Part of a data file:
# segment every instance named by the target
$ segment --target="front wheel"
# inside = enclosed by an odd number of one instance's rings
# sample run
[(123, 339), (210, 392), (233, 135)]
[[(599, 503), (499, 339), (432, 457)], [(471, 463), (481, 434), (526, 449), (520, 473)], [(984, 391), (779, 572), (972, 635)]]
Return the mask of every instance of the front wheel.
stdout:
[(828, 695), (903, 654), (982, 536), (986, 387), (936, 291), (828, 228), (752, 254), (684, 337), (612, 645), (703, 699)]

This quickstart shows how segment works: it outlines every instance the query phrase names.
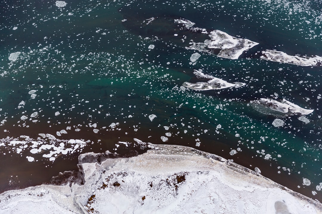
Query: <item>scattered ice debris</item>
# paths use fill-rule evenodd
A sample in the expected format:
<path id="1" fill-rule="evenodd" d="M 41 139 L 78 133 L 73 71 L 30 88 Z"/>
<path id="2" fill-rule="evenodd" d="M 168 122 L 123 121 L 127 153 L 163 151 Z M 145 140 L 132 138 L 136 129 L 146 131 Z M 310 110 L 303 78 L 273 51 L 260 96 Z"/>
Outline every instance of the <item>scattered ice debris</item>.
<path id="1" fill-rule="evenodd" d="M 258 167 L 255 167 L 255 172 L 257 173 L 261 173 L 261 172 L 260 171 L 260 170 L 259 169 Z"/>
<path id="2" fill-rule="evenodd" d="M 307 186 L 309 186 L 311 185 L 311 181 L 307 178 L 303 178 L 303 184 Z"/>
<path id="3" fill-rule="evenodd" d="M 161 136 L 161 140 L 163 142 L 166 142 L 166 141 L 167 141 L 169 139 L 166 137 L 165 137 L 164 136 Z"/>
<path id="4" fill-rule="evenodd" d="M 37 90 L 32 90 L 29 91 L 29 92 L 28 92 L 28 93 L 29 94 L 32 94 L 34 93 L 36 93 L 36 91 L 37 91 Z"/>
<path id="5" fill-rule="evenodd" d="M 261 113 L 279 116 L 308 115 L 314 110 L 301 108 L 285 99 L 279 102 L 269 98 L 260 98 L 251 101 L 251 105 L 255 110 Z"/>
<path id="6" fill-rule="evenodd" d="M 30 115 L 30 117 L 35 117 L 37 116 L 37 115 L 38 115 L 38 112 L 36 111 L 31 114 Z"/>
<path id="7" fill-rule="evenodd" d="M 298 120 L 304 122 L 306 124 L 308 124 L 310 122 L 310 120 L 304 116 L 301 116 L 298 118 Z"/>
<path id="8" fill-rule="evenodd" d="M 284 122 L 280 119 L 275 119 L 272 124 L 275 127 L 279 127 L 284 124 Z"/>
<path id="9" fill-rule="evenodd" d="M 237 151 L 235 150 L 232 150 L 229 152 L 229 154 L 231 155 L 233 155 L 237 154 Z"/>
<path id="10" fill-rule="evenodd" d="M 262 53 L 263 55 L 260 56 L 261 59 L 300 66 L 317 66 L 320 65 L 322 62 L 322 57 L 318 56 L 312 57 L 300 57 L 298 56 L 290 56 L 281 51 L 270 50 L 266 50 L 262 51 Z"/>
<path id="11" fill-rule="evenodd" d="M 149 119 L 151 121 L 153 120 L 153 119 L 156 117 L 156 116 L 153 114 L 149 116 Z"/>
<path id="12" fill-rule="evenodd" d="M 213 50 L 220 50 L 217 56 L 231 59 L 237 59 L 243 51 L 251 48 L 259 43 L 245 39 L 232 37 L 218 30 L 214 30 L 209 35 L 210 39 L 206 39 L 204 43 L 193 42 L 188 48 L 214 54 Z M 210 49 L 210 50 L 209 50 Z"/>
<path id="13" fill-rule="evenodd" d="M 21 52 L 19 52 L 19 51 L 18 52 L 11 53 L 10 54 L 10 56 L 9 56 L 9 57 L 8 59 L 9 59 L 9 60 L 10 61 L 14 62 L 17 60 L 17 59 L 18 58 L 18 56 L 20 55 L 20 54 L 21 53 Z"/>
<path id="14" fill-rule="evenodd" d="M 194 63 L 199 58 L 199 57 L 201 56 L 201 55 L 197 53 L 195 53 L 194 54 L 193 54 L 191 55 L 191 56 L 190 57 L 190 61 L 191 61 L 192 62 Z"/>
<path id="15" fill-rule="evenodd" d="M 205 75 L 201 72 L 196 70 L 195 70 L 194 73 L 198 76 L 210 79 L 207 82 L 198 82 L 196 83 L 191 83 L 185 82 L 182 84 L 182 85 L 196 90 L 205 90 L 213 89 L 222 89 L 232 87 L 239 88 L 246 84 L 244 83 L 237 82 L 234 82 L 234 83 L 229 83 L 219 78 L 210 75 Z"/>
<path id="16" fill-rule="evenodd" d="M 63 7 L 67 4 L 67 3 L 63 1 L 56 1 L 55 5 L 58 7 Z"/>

== Description of the task ==
Could you rewrite all the items above with "scattered ice debris" replaced by "loose ice fragments" and everything else left unchanged? Leave the pictures out of your answer.

== Answer to the exercise ==
# segment every instance named by the target
$ segment --target="front wheel"
# inside = enclosed by an odd number of one instance's rings
# sample run
[(123, 339), (210, 392), (233, 135)]
[[(599, 503), (499, 339), (432, 457)], [(471, 463), (481, 434), (526, 449), (520, 473)], [(984, 391), (779, 572), (972, 635)]]
Return the mask of every instance of the front wheel.
stdout:
[(828, 695), (903, 654), (982, 536), (986, 387), (936, 291), (828, 228), (752, 254), (684, 337), (612, 645), (703, 699)]

This quickstart shows how segment works: it outlines every instance the query phrase names.
Query: <item>loose ice fragments</item>
# paths use fill-rule evenodd
A sample in the expected format:
<path id="1" fill-rule="evenodd" d="M 41 139 L 78 133 L 73 71 L 30 88 Z"/>
<path id="2" fill-rule="evenodd" d="M 168 122 L 123 121 L 127 153 L 163 151 Z M 145 140 L 132 138 L 136 129 L 146 131 Z M 310 110 L 303 78 L 273 51 L 260 96 Z"/>
Outline every instance of the <item>loose ice fragments</item>.
<path id="1" fill-rule="evenodd" d="M 258 167 L 255 167 L 255 172 L 257 173 L 261 173 L 261 172 L 260 171 L 260 170 L 259 169 Z"/>
<path id="2" fill-rule="evenodd" d="M 307 186 L 309 186 L 311 185 L 311 181 L 307 178 L 303 178 L 303 184 Z"/>
<path id="3" fill-rule="evenodd" d="M 161 136 L 161 140 L 163 142 L 166 142 L 166 141 L 167 141 L 169 139 L 166 137 L 165 137 L 164 136 Z"/>
<path id="4" fill-rule="evenodd" d="M 37 90 L 32 90 L 29 91 L 29 92 L 28 92 L 28 93 L 29 94 L 32 94 L 34 93 L 36 93 L 36 91 L 37 91 Z"/>
<path id="5" fill-rule="evenodd" d="M 261 113 L 279 116 L 308 115 L 314 110 L 301 108 L 285 99 L 279 102 L 269 98 L 260 98 L 251 101 L 251 105 L 255 110 Z"/>
<path id="6" fill-rule="evenodd" d="M 30 115 L 30 117 L 35 117 L 37 116 L 37 115 L 38 115 L 38 112 L 36 111 L 31 114 Z"/>
<path id="7" fill-rule="evenodd" d="M 298 120 L 304 122 L 306 124 L 308 124 L 310 122 L 310 120 L 304 116 L 301 116 L 298 118 Z"/>
<path id="8" fill-rule="evenodd" d="M 284 122 L 280 119 L 275 119 L 272 124 L 275 127 L 279 127 L 284 124 Z"/>
<path id="9" fill-rule="evenodd" d="M 237 151 L 235 150 L 232 150 L 229 152 L 229 154 L 231 155 L 233 155 L 237 154 Z"/>
<path id="10" fill-rule="evenodd" d="M 262 53 L 263 55 L 260 56 L 261 59 L 300 66 L 317 66 L 320 65 L 322 62 L 322 57 L 318 56 L 312 57 L 300 57 L 298 56 L 290 56 L 281 51 L 270 50 L 266 50 L 262 51 Z"/>
<path id="11" fill-rule="evenodd" d="M 149 119 L 151 121 L 153 120 L 153 119 L 156 117 L 156 116 L 153 114 L 149 116 Z"/>
<path id="12" fill-rule="evenodd" d="M 213 50 L 220 50 L 217 56 L 231 59 L 237 59 L 243 51 L 251 48 L 259 43 L 245 39 L 232 37 L 218 30 L 214 30 L 209 35 L 210 39 L 206 39 L 204 43 L 193 42 L 188 48 L 214 54 Z M 210 49 L 210 50 L 209 50 Z"/>
<path id="13" fill-rule="evenodd" d="M 21 52 L 19 52 L 19 51 L 18 52 L 11 53 L 10 54 L 10 56 L 9 56 L 9 57 L 8 59 L 9 59 L 9 60 L 10 61 L 14 62 L 17 60 L 17 59 L 18 58 L 18 56 L 20 55 L 20 54 L 21 53 Z"/>
<path id="14" fill-rule="evenodd" d="M 194 63 L 199 58 L 199 57 L 201 56 L 201 55 L 197 53 L 195 53 L 194 54 L 193 54 L 191 55 L 191 56 L 190 57 L 190 61 L 191 61 L 192 62 Z"/>
<path id="15" fill-rule="evenodd" d="M 205 75 L 201 72 L 196 70 L 195 70 L 194 73 L 198 76 L 210 79 L 207 82 L 198 82 L 196 83 L 191 83 L 185 82 L 182 84 L 182 85 L 196 90 L 205 90 L 213 89 L 222 89 L 232 87 L 239 88 L 246 84 L 244 83 L 237 82 L 234 82 L 234 83 L 229 83 L 219 78 L 210 75 Z"/>
<path id="16" fill-rule="evenodd" d="M 63 7 L 67 4 L 67 3 L 63 1 L 56 1 L 55 5 L 58 7 Z"/>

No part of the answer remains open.